## EXTRACT PROVIDED
As others have said, the units are produced in series, and when there are changes to production, this is recorded via serial number. The only thing your dealer will need to find you correct parts is your serial number (Sxxx-1234567). Always have that handy when ordering parts and you shouldn't have any issues.


----------



## Bob ‘Snow’ (Nov 9, 2020)

ScreamingEagle said:


> I have a Honda HS928TAS SN SZAK1140773 and would like to find the age of it


Asking the year of the blower is as foolish as it sounds. Are you insuring it, probably not. 
As far as the year of the Honda you are thinking about buying, it really does not matter and I will tell you the reasons why:
1)there are a lot of dealers who may be selling NOS(New Old Stock). They get 400 and sell 325 and 75 get carried forward, the people who bought the 325 had a very mild winter and may have used their blower 5-6 times and what was the conditions out when the blower was used and when they went out, did they Snowblow half of the street. You get my point. Honda has started putting Hour Meters on their machines. 
If I were buying used, I would be more concerned about the service that machine has had on it before you got it. 
There are only 4 real big issues/concerns, that you should be concerned about as an owner or buyer of a used machine and they will take your blower down for big money repairs. They are 1) seized bearings and there are 10 of them to consider 2) Contaminated Side Transmission Grease-a gear killer 3)Oil changes- 4) the use of properly adjusted side and rear skids/skis or lack there of.
Never ever load up the Side Transmission with grease through the Grease Zerk. That Zerk is meant for grease install at manufacturing stage or after a rebuild. You need to get that contaminated grease out of there. Once that So-called Dust Cover backs off the Side Casing, you are on the clock.

A Honda Snowblower purchase should be your last snowblower purchase, if you buy the right model and consider the 4 things above when getting your annual maintenance done. People think a Honda purchase is indestructible and worry free. 
I hope I am wrong but of the many I have serviced, they have all been all singing off the same song sheet. 
That is the way I see it every time.


----------



## orangputeh (Nov 24, 2016)

Bob ‘Snow’ said:


> Asking the year of the blower is as foolish as it sounds. Are you insuring it, probably not.
> As far as the year of the Honda you are thinking about buying, it really does not matter and I will tell you the reasons why:
> 1)there are a lot of dealers who may be selling NOS(New Old Stock). They get 400 and sell 325 and 75 get carried forward, the people who bought the 325 had a very mild winter and may have used their blower 5-6 times and what was the conditions out when the blower was used and when they went out, did they Snowblow half of the street. You get my point. Honda has started putting Hour Meters on their machines.
> If I were buying used, I would be more concerned about the service that machine has had on it before you got it.
> ...


welcome to the forum

I agree with you about age of machine vs condition. Most people put too much emphasis in age, thinking a 8 year old 928 is better than a 23 year old 828.

I try to teach people what to look for in a good used Honda.Not going to list everything here. Too many people will buy a 5 year old machine from a snow removal company for peanuts thinking they got the deal of the century.

Then they bring it to me and the augers/bearings all need replacing , the bucket is trash, the right side tranny needs a rebuild , etc etc etc. I tell them they bought a parts machine. worth $100 at most.


----------



## Kiss4aFrog (Nov 3, 2013)

Bob ‘Snow’ said:


> That is the way I see it every time.


Happy B day Bob.

.


----------

## MATERIAL PROVIDED
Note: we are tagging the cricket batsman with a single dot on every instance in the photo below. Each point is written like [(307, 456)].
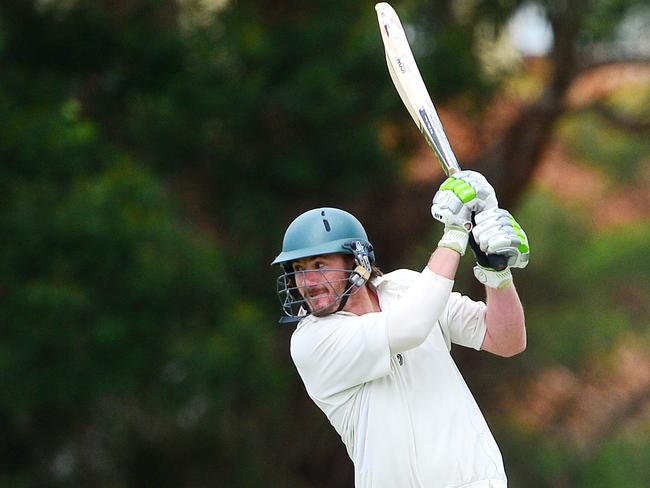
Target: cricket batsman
[(373, 349)]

## PROBLEM DETAILS
Repeat word for word the part of the snowblower forum thread starting with "Then they bring" and going on through "(Nov 3, 2013)".

## FINISHED TASK
Then they bring it to me and the augers/bearings all need replacing , the bucket is trash, the right side tranny needs a rebuild , etc etc etc. I tell them they bought a parts machine. worth $100 at most.


----------



## Kiss4aFrog (Nov 3, 2013)